§ TASK INSTRUCTIONS: Take the data below and repeat it exactly.

§ EXERCISE MATERIALS:

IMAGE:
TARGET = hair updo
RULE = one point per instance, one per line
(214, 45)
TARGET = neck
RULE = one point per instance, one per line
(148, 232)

§ WRITTEN REPLY:
IMAGE:
TARGET = hair updo
RULE = one point per instance, one per line
(214, 45)
TARGET = neck
RULE = one point per instance, one per line
(148, 232)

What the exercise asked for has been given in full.